_SOURCE_
A former Connecticut state trooper has won a $260,500 settlement in a federal lawsuit against the Department of Emergency Services and Public Protection (DESPP) and the Connecticut State Police Union (CSPU) over claims he was demoted and retaliated against for refusing to pay dues to support the union’s political activities, according to a press release from the National Right to Work Foundation (NRTW).

State Trooper Joseph Mercer alleged in 2016 that CSPU President Andrew Matthews and DESPP Commissioner Dora Schriro conspired to remove him from the position of operations sergeant of the emergency services unit and into a position that offered less overtime opportunities and less time in the field.

When Mercer became operations sergeant in 2015, Matthews filed a grievance against his appointment because there was no selection process for the position. Matthews then filed another grievance for Mercer’s handling of a deadly incident involving an armed suspect barricaded in a hotel in Old Saybrook.

He was later removed from his position following a threat by union to hold a press conference over the handling of the incident in Old Saybrook, according to court documents. He was given an “administrative post,” with the Office of Counter Terrorism, which did not afford as many overtime opportunities.

Mercer was replaced with a union member, also without a selection process. Mercer filed suit in 2016 claiming Matthews and Schriro had conspired to remove him because he had resigned his union membership in 2014 and seeking lost wages and overtime. An attorney for the Connecticut State Police Union at the time called the lawsuit “frivolous.”

 “It’s disgraceful that CSPU union officials targeted Mercer, a dedicated public safety officer, with such a vicious retribution scheme in the first place,” said National Right to Work Foundation President Mark Mix. “Public servants should not have to endure multi-year lawsuits just so they can refrain from supporting union politics they oppose.”

Although the state and union attempted to dismiss the case in 2018, the federal district court allowed it to move forward and in 2022 ordered current DESPP Commissioner James Rovella to turn over additional discovery, eventually resulting in a settlement agreement of $260,500.

_REQUIRED TASK 1_
Name every individual person mentioned by name in the article on the Connecticut trooper's settlement.
_REQUIRED TASK 2_
Reproduce the passage of the article on the Connecticut trooper's settlement from "State Trooper Joseph" to "in the field.", copying it word for word.
_REQUIRED TASK 3_
Write the next part of the article on the Connecticut trooper's settlement, picking up after its final sentence.
The material after this point comes from a separate source and is unrelated to the article.

_RECORDED DATA_
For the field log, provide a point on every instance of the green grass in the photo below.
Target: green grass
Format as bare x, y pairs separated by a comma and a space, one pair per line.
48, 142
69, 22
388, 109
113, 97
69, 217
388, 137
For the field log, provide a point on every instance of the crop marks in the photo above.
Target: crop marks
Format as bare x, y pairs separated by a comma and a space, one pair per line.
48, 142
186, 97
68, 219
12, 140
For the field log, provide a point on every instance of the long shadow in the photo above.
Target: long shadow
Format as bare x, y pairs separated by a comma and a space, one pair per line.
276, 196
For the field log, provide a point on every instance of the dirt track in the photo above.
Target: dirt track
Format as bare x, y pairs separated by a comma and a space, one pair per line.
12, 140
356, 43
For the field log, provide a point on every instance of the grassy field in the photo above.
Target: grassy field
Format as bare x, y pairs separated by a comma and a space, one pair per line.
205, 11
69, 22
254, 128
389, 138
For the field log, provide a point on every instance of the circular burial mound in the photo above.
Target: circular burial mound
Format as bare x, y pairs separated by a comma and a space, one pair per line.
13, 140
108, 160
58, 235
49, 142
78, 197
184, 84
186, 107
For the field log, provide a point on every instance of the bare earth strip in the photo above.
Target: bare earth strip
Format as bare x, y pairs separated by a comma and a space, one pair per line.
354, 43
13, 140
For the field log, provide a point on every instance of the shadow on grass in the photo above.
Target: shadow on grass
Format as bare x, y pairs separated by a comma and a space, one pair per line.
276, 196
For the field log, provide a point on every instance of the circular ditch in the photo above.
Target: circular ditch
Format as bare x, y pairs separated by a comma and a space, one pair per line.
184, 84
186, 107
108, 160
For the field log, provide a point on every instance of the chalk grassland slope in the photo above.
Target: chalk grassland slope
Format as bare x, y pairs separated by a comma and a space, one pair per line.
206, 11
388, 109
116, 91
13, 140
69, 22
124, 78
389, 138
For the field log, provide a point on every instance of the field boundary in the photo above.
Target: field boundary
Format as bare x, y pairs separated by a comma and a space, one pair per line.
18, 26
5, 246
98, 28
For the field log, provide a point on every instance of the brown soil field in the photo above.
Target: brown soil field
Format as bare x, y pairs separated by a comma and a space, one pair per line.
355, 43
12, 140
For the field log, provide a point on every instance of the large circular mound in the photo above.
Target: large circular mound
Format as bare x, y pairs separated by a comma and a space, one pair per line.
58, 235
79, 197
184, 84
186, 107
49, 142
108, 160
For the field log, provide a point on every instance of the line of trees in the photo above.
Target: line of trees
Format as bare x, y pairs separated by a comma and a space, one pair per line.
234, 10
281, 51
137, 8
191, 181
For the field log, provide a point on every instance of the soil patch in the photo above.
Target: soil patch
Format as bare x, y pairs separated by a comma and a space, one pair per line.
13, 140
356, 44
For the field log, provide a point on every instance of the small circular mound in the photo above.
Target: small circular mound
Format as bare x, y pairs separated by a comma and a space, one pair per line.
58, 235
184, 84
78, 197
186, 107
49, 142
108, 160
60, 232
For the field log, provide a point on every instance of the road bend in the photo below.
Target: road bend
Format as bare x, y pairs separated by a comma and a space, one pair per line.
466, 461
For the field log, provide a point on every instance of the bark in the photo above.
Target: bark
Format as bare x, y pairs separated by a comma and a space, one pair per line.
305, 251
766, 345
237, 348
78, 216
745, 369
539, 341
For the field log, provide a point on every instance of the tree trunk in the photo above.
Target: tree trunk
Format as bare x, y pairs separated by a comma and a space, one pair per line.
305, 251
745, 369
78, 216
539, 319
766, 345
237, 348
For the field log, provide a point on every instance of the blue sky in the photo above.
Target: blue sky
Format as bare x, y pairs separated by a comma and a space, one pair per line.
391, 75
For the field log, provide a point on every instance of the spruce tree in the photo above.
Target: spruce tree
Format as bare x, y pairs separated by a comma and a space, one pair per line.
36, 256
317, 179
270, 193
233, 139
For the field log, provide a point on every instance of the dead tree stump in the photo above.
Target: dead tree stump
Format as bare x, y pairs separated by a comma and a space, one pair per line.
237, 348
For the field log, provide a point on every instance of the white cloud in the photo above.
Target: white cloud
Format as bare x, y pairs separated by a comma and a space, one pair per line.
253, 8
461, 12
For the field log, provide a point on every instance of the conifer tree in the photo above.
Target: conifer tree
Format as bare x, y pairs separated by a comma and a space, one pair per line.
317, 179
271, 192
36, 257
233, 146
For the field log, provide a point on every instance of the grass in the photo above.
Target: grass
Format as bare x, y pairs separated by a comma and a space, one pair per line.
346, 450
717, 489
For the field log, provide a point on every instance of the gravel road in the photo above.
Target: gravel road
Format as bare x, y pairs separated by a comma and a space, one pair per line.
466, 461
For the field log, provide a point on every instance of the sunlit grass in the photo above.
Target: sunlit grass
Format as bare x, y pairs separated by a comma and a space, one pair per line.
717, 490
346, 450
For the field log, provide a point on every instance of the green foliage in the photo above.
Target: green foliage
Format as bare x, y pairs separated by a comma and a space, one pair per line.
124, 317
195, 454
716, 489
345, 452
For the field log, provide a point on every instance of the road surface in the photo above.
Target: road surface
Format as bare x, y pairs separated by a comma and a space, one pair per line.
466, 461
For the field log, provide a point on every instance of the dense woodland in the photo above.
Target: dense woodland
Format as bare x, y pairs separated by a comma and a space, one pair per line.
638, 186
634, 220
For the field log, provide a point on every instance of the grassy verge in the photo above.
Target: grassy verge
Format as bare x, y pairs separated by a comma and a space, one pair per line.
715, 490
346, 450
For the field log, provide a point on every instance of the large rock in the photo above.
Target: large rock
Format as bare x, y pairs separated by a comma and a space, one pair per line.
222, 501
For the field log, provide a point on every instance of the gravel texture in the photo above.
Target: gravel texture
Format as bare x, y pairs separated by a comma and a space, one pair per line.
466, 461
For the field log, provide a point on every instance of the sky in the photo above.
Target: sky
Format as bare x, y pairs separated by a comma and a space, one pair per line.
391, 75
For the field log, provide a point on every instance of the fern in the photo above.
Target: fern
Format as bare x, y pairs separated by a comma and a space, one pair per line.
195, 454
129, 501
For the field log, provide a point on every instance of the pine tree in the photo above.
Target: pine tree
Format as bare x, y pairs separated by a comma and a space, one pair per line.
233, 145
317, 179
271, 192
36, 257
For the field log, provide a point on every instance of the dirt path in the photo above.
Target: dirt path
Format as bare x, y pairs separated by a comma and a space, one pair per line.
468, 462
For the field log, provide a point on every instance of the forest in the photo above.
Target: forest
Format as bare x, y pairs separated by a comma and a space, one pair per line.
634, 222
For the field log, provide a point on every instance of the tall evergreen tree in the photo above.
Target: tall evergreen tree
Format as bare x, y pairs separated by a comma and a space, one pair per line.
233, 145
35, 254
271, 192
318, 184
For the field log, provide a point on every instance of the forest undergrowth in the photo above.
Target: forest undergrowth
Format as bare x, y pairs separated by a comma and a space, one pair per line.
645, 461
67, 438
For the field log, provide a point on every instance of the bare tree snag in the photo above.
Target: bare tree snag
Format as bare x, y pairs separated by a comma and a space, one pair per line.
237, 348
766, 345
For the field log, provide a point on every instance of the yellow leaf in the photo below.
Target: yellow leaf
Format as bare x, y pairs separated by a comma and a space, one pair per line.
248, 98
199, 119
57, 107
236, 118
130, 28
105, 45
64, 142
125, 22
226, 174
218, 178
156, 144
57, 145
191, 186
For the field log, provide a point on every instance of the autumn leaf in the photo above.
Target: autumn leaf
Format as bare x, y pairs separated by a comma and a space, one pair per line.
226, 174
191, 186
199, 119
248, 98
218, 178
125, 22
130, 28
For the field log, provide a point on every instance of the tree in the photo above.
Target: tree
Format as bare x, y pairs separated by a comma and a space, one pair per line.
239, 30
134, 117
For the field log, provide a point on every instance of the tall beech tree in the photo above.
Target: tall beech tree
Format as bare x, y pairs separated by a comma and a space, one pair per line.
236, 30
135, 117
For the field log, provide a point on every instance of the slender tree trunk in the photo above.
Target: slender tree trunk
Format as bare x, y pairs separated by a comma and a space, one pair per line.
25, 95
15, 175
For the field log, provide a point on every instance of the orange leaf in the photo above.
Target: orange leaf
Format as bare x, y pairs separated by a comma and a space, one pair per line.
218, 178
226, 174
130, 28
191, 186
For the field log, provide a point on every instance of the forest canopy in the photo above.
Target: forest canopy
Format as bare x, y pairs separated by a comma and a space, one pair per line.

_WRITTEN REPLY 1_
Joseph Mercer
Andrew Matthews
Dora Schriro
Mark Mix
James Rovella

_WRITTEN REPLY 2_
State Trooper Joseph Mercer alleged in 2016 that CSPU President Andrew Matthews and DESPP Commissioner Dora Schriro conspired to remove him from the position of operations sergeant of the emergency services unit and into a position that offered less overtime opportunities and less time in the field.

_WRITTEN REPLY 3_
Mercer was one of four state troopers who filed a lawsuit in federal court in 2015, alleging they were forced to pay full union dues despite having resigned membership, meaning they would only pay a portion of the dues, known as agency fees.

National Right to Work said the case is illustrative of why their victory in the U.S. Supreme Court case of Janus v. AFSCME is important. The Janus decision overturned the 1977 Abood v. Detroit Board of Education precedent which had required union dues or agency fees to be paid by public-sector employees to unions as a condition of employment. 

Under the 2018 First Amendment decision, public-sector employees do not have to pay a union in order to keep their jobs. 

“As was obvious in Mercer’s case, unelected public sector union bosses often wield their enormous clout over government to serve the union’s private interests over the public interest,” Mix said. “That’s why it’s vital that public employees can exercise their First Amendment Janus right to cut off all financial support of union bosses who are contorting government in this way.”

Connecticut’s public-sector unions have been pushing back against the Janus decision. In 2022 the General Assembly approved legislation giving public-sector unions greater access to new state employees and restricting when public-sector employees can resign their union membership under provision outlined on union membership cards, a legally gray area under the Janus decision that has yet to be decided in the courts.

The CSPU is not part of the State Employees Bargaining Agent Coalition (SEBAC), which is comprised of most of Connecticut’s state government unions, and negotiates its contracts separately from SEBAC, but generally follows precedents set by the larger union conglomerate.

The Connecticut State Police have been beset by challenges over recent years, largely tied to staffing levels which have continued to decrease resulting in massive amounts of overtime worked by state troopers. 

This year, lawmakers approved a new $70 million union contract for CSPU which included raises and bonuses in an effort to recruit more troopers following a high number of retirements and low recruitment.

Matthews is no longer union president, having been replaced with Todd Fedigan. Matthews now serves as executive director and counsel for CSPU, according to their website. Mercer retired from the State Police in 2017 and is currently collecting a pension worth $85,089.36 in 2022, according to state data.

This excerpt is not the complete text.